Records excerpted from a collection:
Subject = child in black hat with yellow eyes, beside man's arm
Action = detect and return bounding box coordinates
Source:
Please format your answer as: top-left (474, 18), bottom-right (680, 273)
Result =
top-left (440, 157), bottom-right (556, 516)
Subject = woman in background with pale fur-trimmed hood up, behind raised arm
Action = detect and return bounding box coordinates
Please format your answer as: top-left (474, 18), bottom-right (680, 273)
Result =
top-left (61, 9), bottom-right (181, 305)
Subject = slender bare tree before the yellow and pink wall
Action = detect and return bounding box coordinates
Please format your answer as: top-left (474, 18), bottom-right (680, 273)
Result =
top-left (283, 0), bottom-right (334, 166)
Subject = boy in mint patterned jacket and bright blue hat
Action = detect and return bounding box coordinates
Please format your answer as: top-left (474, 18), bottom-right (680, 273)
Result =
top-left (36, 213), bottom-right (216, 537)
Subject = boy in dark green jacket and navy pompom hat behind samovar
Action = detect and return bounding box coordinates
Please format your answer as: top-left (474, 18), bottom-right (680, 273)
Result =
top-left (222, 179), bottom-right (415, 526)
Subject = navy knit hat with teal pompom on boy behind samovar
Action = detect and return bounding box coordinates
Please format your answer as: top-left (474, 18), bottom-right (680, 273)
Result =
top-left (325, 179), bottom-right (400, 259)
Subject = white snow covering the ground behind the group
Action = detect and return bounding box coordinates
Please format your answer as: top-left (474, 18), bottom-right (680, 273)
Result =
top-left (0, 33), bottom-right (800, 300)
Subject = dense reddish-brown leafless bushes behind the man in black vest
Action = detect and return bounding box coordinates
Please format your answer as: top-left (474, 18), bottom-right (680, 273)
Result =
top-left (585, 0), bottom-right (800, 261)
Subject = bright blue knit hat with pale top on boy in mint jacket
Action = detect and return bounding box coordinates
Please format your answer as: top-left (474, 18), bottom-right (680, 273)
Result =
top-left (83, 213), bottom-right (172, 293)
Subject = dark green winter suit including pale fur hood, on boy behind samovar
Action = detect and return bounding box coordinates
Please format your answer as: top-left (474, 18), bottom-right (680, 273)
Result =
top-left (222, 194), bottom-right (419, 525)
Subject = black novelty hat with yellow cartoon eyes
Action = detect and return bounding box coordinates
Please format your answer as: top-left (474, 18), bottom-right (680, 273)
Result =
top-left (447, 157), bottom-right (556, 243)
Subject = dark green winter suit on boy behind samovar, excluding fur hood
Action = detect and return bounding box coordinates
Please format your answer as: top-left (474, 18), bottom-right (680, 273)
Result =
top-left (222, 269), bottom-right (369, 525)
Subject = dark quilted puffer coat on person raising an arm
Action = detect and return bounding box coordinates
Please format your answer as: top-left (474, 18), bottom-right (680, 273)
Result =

▶ _Your objective_: The full set of records above is to be printed exactly as it appears.

▶ _Result_:
Subject = child in black hat with yellow eyes, beside man's arm
Action = detect and return bounding box coordinates
Source:
Please format your answer as: top-left (474, 18), bottom-right (680, 273)
Result =
top-left (440, 157), bottom-right (556, 516)
Subject = woman in background with pale fur-trimmed hood up, behind raised arm
Action = detect and return bounding box coordinates
Please format your answer as: top-left (474, 18), bottom-right (680, 273)
Result =
top-left (61, 9), bottom-right (181, 305)
Subject = slender bare tree before the yellow and pink wall
Action = detect and return bounding box coordinates
Please format your answer as: top-left (474, 18), bottom-right (680, 273)
Result =
top-left (283, 0), bottom-right (334, 166)
Subject = boy in mint patterned jacket and bright blue hat
Action = detect and return bounding box coordinates
Please format your answer as: top-left (474, 18), bottom-right (680, 273)
Result =
top-left (36, 213), bottom-right (216, 537)
Subject = boy in dark green jacket and navy pompom hat behind samovar
Action = detect and return bounding box coordinates
Please format your answer as: top-left (474, 18), bottom-right (680, 273)
Result =
top-left (222, 179), bottom-right (415, 526)
Subject = navy knit hat with teal pompom on boy behind samovar
Action = detect and return bounding box coordinates
Please format your answer as: top-left (474, 18), bottom-right (680, 273)
Result =
top-left (325, 179), bottom-right (400, 259)
Subject = white snow covering the ground behind the group
Action = detect and return bounding box coordinates
Please format your answer as: top-left (474, 18), bottom-right (680, 273)
Result =
top-left (0, 33), bottom-right (800, 300)
Subject = dense reddish-brown leafless bushes behind the man in black vest
Action = detect and return bounding box coordinates
Please format your answer as: top-left (474, 18), bottom-right (680, 273)
Result =
top-left (585, 0), bottom-right (800, 261)
Subject = bright blue knit hat with pale top on boy in mint jacket
Action = detect and return bounding box coordinates
Please format your answer as: top-left (474, 18), bottom-right (680, 273)
Result =
top-left (83, 213), bottom-right (172, 293)
Subject = dark green winter suit including pale fur hood, on boy behind samovar
Action = detect and return bounding box coordinates
Please format your answer as: top-left (474, 18), bottom-right (680, 273)
Result =
top-left (222, 194), bottom-right (419, 525)
Subject = black novelty hat with yellow cartoon eyes
Action = detect and return bounding box coordinates
Please format your answer as: top-left (474, 18), bottom-right (680, 273)
Result =
top-left (447, 157), bottom-right (556, 243)
Subject = dark green winter suit on boy behind samovar, excluding fur hood
Action = detect and return bounding box coordinates
Please format your answer as: top-left (474, 18), bottom-right (680, 273)
Result =
top-left (222, 269), bottom-right (369, 525)
Subject = dark quilted puffer coat on person raising an arm
Action = detect and return bounding box coordinates
Please format your answer as: top-left (474, 18), bottom-right (680, 273)
Result =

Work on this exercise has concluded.